Описание задания
Перепишите без изменений часть текста о женском монашестве между словами «Накануне октябрьской революции» и «мужество и стойкость.», включая их.

=== Фрагмент текста ===

Накануне октябрьской революции в России было 1257 монастырей, к 1938 году не осталось ни одного монастыря на территории СССР.1 Только за первые три года советской власти число жертв среди верующих превысило 10 тыс. человек. 2 Сталинский тезис об усилении классовой борьбы по мере приближения к социализму породил волну массовых репрессий. Монашествующие оказались в числе классовых врагов, многие были расстреляны или отправлены в лагеря, где несли крест страданий или погибали.

Женское монашество, имевшее опыт высокой духовной жизни, известное широкой социальной благотворительностью, в глазах новой власти было идеологическим врагом. Монахини понесли крест мученичества, проявив несвойственное, казалось бы, женской природе мужество и стойкость.

Остановимся подробнее на судьбе монахинь Борисоглебского Аносина монастыря, чья жизнь после революции подобна участи многих сестер других женских обителей России. Монастырь был он основан в 1823 году княгиней Евдокией Николаевной Мещерской, в монашестве Евгенией, ставшей его первой настоятельницей. Уже в середине 19 века монастырь стал известен, благодаря высокой духовной жизни своих насельниц. Аносина пустынь славилась своим подвижничеством, ее часто называли «женской Оптиной пустынью»: здесь так же было развито старчество — традиция духовного окормления монашествующих, особенно новоначальных сестер.

Представляет интерес сама история появления монастыря. Как отмечено выше, к началу 19 века монашество находилось в плачевном состоянии. Многие обители закрылись, а те, что еще оставались, были своекоштными, то есть у членов общины имелась своя собственность и личное хозяйство. После екатерининской реформы 1764 года появляются женские общины. Их появление стало уникальным явлением, поскольку первоначально они возникали помимо воли духовных и светских властей. Монастыри в результате реформы упразднялись государством, а насельницы оставлялись на произвол судьбы. Многие из них оставались жить при ставших приходскими храмах. Другие уходили и строили кельи возле храмов, продолжая жить по монастырскому уставу, исполняя обязанности просвирниц, сторожей, певчих и чтиц.3

Аносину монастырю положила начало именно община, организованная княгиней Мещерской при построенном ею Троицком храме, которая первой получила юридический статус «женского общежития», а позже преобразована в монастырь.4 Правила общежития для аносинской общины были составлены митрополитом Филаретом Московским.

Уставные, долгие службы начинались глубокой ночью. Келейно же сестры упражнялись в молитве Иисусовой. Общежительный устав избавлял насельниц от излишних попечений и вместе с тем приучал к смирению и нестяжательности. По кельям не позволялось иметь ничего лишнего, только самое необходимое, никто ничего не мог получить от мира.

=== Исходные строки ===

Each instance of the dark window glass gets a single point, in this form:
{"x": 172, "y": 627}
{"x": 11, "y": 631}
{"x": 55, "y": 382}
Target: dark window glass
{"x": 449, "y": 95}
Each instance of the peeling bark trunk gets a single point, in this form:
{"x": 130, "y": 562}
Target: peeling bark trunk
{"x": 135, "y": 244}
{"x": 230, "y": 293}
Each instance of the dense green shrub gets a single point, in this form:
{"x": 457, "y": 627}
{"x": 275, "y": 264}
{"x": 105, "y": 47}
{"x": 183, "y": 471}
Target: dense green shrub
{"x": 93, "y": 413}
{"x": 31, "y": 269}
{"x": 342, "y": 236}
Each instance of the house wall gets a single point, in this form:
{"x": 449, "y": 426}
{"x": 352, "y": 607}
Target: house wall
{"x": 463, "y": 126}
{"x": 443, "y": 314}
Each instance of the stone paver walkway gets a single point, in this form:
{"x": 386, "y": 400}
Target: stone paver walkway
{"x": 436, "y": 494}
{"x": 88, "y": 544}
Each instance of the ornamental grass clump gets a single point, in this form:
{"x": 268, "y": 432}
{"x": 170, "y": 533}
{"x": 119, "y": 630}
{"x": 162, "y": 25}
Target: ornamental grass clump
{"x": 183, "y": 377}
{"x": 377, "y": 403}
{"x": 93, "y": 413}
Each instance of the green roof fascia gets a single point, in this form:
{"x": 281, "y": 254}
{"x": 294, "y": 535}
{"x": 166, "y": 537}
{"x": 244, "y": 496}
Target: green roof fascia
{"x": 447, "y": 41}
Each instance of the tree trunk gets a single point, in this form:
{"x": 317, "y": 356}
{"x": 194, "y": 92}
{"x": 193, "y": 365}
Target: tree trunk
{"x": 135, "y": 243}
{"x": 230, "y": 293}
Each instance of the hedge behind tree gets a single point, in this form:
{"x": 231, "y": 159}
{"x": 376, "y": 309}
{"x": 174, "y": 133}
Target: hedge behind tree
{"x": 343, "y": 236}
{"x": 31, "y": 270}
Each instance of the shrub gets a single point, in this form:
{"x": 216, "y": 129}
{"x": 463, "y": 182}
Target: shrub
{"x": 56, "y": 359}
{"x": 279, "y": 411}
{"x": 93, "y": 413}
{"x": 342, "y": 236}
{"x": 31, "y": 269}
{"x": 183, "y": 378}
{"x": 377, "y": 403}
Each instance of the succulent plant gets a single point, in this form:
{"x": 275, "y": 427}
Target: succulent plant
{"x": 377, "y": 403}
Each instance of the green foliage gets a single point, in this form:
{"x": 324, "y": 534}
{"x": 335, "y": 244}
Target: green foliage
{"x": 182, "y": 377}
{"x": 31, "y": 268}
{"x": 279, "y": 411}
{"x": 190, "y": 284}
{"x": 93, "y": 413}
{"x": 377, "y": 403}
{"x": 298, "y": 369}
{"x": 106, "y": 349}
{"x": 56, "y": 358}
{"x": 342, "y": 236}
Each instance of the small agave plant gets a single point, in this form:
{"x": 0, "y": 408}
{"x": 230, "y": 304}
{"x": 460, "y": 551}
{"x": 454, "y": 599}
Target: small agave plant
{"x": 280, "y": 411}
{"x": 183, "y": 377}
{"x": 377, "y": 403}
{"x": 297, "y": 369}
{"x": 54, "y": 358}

===

Ожидаемый ответ
Накануне октябрьской революции в России было 1257 монастырей, к 1938 году не осталось ни одного монастыря на территории СССР.1 Только за первые три года советской власти число жертв среди верующих превысило 10 тыс. человек. 2 Сталинский тезис об усилении классовой борьбы по мере приближения к социализму породил волну массовых репрессий. Монашествующие оказались в числе классовых врагов, многие были расстреляны или отправлены в лагеря, где несли крест страданий или погибали.

Женское монашество, имевшее опыт высокой духовной жизни, известное широкой социальной благотворительностью, в глазах новой власти было идеологическим врагом. Монахини понесли крест мученичества, проявив несвойственное, казалось бы, женской природе мужество и стойкость.